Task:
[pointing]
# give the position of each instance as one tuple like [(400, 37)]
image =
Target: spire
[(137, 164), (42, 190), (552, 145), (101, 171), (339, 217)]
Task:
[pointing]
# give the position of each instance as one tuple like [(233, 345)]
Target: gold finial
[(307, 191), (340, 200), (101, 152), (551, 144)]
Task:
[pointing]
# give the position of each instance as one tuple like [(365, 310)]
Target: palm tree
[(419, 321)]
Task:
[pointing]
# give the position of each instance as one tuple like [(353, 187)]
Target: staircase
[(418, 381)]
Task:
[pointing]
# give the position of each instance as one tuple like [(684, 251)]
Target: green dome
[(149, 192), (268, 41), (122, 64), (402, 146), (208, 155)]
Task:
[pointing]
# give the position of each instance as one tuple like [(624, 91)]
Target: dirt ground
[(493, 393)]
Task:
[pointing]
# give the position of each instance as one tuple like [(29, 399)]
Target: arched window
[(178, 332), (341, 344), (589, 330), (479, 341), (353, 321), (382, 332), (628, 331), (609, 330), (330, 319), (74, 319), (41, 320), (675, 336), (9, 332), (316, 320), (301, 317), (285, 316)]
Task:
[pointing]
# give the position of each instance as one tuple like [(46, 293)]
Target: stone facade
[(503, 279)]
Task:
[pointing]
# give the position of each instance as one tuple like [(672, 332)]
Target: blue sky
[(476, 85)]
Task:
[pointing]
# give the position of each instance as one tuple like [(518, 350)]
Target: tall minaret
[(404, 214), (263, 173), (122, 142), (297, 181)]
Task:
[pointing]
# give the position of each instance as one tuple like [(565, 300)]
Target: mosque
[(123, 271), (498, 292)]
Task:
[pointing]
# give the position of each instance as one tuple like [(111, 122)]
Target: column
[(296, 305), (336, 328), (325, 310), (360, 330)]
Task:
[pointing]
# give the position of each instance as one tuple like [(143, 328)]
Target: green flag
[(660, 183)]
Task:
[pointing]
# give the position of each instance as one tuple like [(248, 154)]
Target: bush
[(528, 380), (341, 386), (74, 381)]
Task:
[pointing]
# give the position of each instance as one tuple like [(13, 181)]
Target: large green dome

→ WORK REQUEST:
All of the data, from the first line to the last, should be written out exactly.

→ THE COMPLETED TASK:
Task:
[pointing]
# give the position of each instance as one tuple like [(400, 37)]
image =
Target: spire
[(137, 164), (42, 190), (552, 145), (101, 171), (339, 217)]
Task:
[pointing]
# give the position of each instance as one tuple like [(233, 345)]
Target: gold finial
[(307, 191), (340, 200), (101, 152), (551, 144)]
Task:
[pointing]
# give the position of each instance as one tuple like [(365, 310)]
Target: palm tree
[(419, 321)]
Task:
[pointing]
# give the position of each instance as one tuple like [(353, 187)]
Target: staircase
[(418, 381)]
Task:
[pointing]
# give the position of each instance as one tuple like [(684, 251)]
Target: green dome
[(149, 192), (268, 41), (122, 64), (402, 146), (208, 155)]
Task:
[pointing]
# give the position of each instance as one tuple like [(624, 91)]
Target: dirt ground
[(493, 393)]
Task:
[pointing]
# give the position of each instance as one tuple like [(29, 399)]
Target: arched window
[(178, 332), (341, 344), (589, 330), (479, 341), (353, 321), (382, 332), (628, 331), (609, 330), (330, 319), (74, 319), (41, 320), (675, 336), (9, 332), (316, 320), (301, 317), (285, 316)]
Task:
[pointing]
# give the position of each instance as one tuple like [(46, 293)]
Target: stone facade
[(503, 279)]
Task:
[pointing]
# give the position of each instance as one tuple like [(672, 332)]
Target: blue sky
[(476, 85)]
Task:
[pointing]
# give the position of each instance as one tuple like [(518, 350)]
Target: tall minaret
[(404, 214), (263, 173), (122, 142), (297, 181)]
Task:
[pointing]
# give the position of each instance as one tuple like [(565, 300)]
Target: mosque
[(123, 271), (498, 292)]
Task:
[pointing]
# give the position of each instance as one tuple like [(111, 122)]
Target: column
[(296, 305), (336, 328), (325, 310), (360, 330)]
Task:
[pointing]
# give the position of each instance as one tuple like [(143, 328)]
Target: green flag
[(660, 183)]
Task:
[pointing]
# give the position of each instance as one tuple like [(248, 154)]
Target: bush
[(528, 380), (341, 386), (74, 381)]
Task:
[pointing]
# give the position of each instance as one tuple like [(13, 181)]
Target: large green dome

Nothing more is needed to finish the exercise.